▶ _REQUIRED TASK_: Tally the lines in the listing below that contain the string "Query". Reply with the count alone.

▶ _Pointing dataset records_:
%%
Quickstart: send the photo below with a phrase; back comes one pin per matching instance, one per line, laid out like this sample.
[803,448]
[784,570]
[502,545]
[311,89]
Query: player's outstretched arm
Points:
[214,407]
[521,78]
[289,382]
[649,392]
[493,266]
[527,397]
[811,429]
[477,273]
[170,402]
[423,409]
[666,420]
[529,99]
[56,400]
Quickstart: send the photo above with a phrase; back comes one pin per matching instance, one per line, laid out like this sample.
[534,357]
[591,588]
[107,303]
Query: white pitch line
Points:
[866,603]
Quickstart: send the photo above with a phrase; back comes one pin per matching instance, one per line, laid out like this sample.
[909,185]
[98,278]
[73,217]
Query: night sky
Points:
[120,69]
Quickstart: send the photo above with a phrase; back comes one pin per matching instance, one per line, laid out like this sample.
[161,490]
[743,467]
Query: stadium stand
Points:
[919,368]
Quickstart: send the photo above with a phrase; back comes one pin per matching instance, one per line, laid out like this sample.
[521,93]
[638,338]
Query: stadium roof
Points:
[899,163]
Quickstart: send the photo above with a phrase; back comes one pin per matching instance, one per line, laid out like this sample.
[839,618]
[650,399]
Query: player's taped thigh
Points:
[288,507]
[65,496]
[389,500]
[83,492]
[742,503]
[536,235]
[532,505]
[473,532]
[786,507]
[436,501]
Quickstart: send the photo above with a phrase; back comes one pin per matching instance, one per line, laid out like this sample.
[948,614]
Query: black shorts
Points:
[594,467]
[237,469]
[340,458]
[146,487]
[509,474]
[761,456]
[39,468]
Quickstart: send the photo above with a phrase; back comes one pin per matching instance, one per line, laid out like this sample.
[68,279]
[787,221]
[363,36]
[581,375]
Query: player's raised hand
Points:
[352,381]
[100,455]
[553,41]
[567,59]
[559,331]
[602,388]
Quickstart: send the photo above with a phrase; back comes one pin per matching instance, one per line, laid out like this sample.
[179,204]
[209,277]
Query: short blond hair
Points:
%%
▶ _EXERCISE ANSWER_: 9